ABOUT THIS TASK: With no word left out, write out the entire listing.

*** THE INPUT Section Begins ***

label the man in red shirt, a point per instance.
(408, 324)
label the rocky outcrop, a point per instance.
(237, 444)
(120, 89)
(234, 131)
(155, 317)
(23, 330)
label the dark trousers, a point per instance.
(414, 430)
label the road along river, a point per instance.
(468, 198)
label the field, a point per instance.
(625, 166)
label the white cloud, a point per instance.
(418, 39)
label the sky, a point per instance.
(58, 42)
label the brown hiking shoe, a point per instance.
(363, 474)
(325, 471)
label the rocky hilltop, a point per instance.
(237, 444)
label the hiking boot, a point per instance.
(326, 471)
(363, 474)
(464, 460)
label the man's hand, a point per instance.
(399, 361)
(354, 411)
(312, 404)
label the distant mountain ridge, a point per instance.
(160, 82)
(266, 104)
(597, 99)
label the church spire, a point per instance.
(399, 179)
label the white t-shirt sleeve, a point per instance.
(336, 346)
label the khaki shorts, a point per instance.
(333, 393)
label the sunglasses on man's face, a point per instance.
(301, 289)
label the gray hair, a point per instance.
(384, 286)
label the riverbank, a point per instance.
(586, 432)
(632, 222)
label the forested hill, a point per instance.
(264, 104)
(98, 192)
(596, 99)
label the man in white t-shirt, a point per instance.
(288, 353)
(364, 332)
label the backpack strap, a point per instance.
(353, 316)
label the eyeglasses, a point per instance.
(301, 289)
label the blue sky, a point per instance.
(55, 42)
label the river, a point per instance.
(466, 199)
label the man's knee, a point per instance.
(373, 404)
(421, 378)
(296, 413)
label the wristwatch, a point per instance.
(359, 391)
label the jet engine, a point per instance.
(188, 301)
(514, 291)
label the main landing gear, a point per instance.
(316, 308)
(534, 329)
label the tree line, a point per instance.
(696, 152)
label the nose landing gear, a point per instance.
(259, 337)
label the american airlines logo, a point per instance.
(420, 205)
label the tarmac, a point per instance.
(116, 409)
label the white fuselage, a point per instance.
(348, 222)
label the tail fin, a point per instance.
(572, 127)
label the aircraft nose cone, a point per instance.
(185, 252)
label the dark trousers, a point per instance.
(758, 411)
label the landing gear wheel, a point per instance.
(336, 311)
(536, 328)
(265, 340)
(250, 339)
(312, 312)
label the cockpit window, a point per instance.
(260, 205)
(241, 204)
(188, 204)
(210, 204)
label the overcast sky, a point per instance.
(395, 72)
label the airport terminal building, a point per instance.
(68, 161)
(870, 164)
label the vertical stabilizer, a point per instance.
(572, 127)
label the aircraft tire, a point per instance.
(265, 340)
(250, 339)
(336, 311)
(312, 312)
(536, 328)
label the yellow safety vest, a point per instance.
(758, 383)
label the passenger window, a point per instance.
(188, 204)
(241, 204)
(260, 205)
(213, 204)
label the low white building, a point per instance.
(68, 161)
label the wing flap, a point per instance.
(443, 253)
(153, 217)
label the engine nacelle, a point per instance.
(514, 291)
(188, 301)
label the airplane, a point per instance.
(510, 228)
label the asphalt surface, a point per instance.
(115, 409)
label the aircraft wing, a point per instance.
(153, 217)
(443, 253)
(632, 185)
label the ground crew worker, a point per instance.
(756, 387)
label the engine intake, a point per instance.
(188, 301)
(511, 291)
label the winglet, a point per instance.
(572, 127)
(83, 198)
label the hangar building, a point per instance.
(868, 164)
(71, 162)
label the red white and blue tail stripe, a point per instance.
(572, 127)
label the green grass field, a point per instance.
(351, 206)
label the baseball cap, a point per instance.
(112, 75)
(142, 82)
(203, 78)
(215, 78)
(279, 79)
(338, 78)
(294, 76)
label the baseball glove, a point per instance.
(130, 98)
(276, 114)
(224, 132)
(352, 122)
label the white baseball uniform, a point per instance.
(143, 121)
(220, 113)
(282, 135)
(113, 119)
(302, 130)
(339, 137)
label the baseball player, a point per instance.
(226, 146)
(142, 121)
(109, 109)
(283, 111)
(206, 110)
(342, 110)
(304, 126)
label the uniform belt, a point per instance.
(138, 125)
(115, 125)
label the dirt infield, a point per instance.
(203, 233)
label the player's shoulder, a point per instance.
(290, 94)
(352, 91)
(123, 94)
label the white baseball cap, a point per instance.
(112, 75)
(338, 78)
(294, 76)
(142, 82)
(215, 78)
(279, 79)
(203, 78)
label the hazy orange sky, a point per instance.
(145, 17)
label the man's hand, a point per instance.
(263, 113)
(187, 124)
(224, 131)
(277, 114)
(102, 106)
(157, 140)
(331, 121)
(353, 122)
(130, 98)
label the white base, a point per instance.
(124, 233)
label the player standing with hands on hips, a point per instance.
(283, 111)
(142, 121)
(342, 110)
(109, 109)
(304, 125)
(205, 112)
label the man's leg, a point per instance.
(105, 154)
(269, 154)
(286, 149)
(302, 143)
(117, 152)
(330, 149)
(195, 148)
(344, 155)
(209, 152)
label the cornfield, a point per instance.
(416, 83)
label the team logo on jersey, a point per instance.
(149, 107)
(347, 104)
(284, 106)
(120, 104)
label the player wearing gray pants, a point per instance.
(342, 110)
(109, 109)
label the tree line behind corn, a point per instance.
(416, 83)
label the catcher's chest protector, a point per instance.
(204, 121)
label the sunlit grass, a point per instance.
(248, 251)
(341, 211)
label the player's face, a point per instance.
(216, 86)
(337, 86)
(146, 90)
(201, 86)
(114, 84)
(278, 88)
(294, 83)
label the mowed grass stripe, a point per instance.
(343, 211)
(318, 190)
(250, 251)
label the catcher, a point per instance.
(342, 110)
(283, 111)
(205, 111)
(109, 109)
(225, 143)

*** THE INPUT Section Ends ***

COMPLETED EXERCISE:
label the man in red shirt, a point per instance.
(408, 324)
label the rocky outcrop, a point per instance.
(237, 444)
(120, 89)
(234, 131)
(155, 317)
(23, 330)
label the dark trousers, a point per instance.
(414, 430)
label the road along river, a point per instance.
(468, 198)
label the field, a point per instance.
(625, 166)
label the white cloud, a point per instance.
(418, 39)
label the sky, a point per instance.
(58, 42)
label the brown hiking shoe, a point per instance.
(363, 474)
(325, 471)
label the rocky hilltop, a point per instance.
(237, 444)
label the hiking boot, a point per instance.
(326, 471)
(363, 474)
(464, 460)
label the man's hand, a point per instance.
(399, 361)
(354, 411)
(312, 404)
label the distant mountain ridge, a point per instance.
(160, 82)
(266, 104)
(597, 99)
label the church spire, a point per instance.
(399, 179)
label the white t-shirt sleeve, a point per instance.
(336, 346)
label the khaki shorts, a point per instance.
(333, 393)
label the sunglasses on man's face, a point per instance.
(301, 289)
label the gray hair, a point per instance.
(384, 286)
label the riverbank, a point per instance.
(586, 432)
(632, 222)
label the forested hill, a point per instance.
(264, 104)
(98, 192)
(596, 99)
label the man in white t-shirt, a point per instance.
(288, 353)
(364, 332)
label the backpack strap, a point per instance.
(353, 316)
label the eyeglasses, a point per instance.
(301, 289)
label the blue sky, a point per instance.
(55, 42)
label the river, a point per instance.
(466, 199)
label the man's knee, a point per instance.
(373, 404)
(421, 378)
(296, 413)
label the wristwatch, a point per instance.
(359, 391)
label the jet engine, a point per instance.
(188, 301)
(514, 291)
label the main landing gear, a point per instance.
(316, 308)
(534, 329)
label the tree line, a point per instance.
(696, 152)
label the nose landing gear, a point per instance.
(259, 337)
label the american airlines logo, a point per instance.
(420, 205)
label the tarmac, a point per instance.
(116, 409)
label the white fuselage, a point per instance.
(348, 222)
label the tail fin, a point per instance.
(572, 127)
label the aircraft nose cone, a point per instance.
(185, 252)
label the dark trousers, a point per instance.
(758, 411)
label the landing gear wheel, a point per instance.
(336, 311)
(536, 328)
(265, 340)
(250, 339)
(312, 312)
label the cockpit window, a point per instance.
(260, 205)
(241, 204)
(188, 204)
(210, 204)
label the overcast sky, a point per instance.
(395, 72)
label the airport terminal building, a point per instance.
(68, 161)
(870, 164)
label the vertical stabilizer, a point per instance.
(572, 127)
label the aircraft tire, a point per instance.
(265, 340)
(250, 339)
(336, 311)
(312, 312)
(536, 328)
label the yellow safety vest, a point per instance.
(758, 383)
label the passenger window, a point per instance.
(188, 204)
(241, 204)
(260, 205)
(213, 204)
label the low white building, a point per instance.
(68, 161)
label the wing flap, a point per instance.
(443, 253)
(153, 217)
label the engine nacelle, a point per instance.
(514, 291)
(188, 301)
label the airplane, a point per instance.
(510, 228)
label the asphalt surface, a point per instance.
(115, 409)
label the aircraft wing, a point per instance.
(153, 217)
(443, 253)
(632, 185)
label the ground crew worker, a point per instance.
(756, 387)
label the engine intake, a point per instance.
(188, 301)
(511, 291)
label the winglet, a point per instance.
(572, 127)
(83, 198)
label the hangar building, a point per instance.
(868, 164)
(71, 162)
label the red white and blue tail stripe, a point per instance.
(572, 127)
label the green grass field, a point per instance.
(351, 206)
label the baseball cap, a point per instance.
(112, 75)
(142, 82)
(203, 78)
(215, 78)
(279, 79)
(338, 78)
(294, 76)
label the baseball glove, a point per instance.
(130, 98)
(276, 114)
(224, 132)
(352, 122)
label the white baseball uniform, a point per instance.
(143, 121)
(220, 113)
(282, 135)
(113, 119)
(302, 130)
(339, 137)
label the baseball player, a point per instance.
(226, 146)
(142, 121)
(109, 109)
(283, 111)
(206, 110)
(342, 110)
(304, 126)
label the uniform belt, a point per instance.
(138, 125)
(115, 125)
label the dirt infield, a point per instance.
(203, 233)
label the player's shoulder, a point per instance.
(290, 94)
(352, 91)
(123, 94)
label the white baseball cap, a point per instance.
(112, 75)
(338, 78)
(294, 76)
(142, 82)
(215, 78)
(279, 79)
(203, 78)
label the hazy orange sky, a point per instance.
(145, 17)
label the man's hand, a point per instance.
(263, 113)
(187, 124)
(224, 131)
(277, 114)
(102, 106)
(157, 140)
(331, 121)
(353, 122)
(130, 98)
label the white base, a point per instance.
(124, 233)
label the player standing with hands on hips, a point per instance.
(283, 111)
(142, 121)
(342, 110)
(109, 109)
(304, 125)
(205, 112)
label the man's leg, a point per instance.
(105, 154)
(269, 154)
(286, 149)
(302, 143)
(117, 152)
(330, 149)
(195, 148)
(344, 155)
(209, 152)
label the cornfield, a point per instance.
(416, 83)
label the team logo on jersey, a point per instance.
(149, 107)
(347, 104)
(284, 106)
(120, 104)
label the player wearing gray pants, a point per instance.
(342, 110)
(109, 109)
label the tree line behind corn, a point per instance.
(416, 83)
label the catcher's chest protector, a point per instance.
(204, 121)
label the sunlit grass, a point per instance.
(248, 251)
(341, 211)
label the player's face, a point per instance.
(216, 86)
(337, 86)
(146, 90)
(201, 86)
(114, 84)
(278, 88)
(294, 83)
label the mowed grass stripe, a point per instance.
(343, 211)
(318, 190)
(250, 251)
label the catcher, a point per instance.
(342, 110)
(283, 111)
(205, 111)
(109, 109)
(225, 143)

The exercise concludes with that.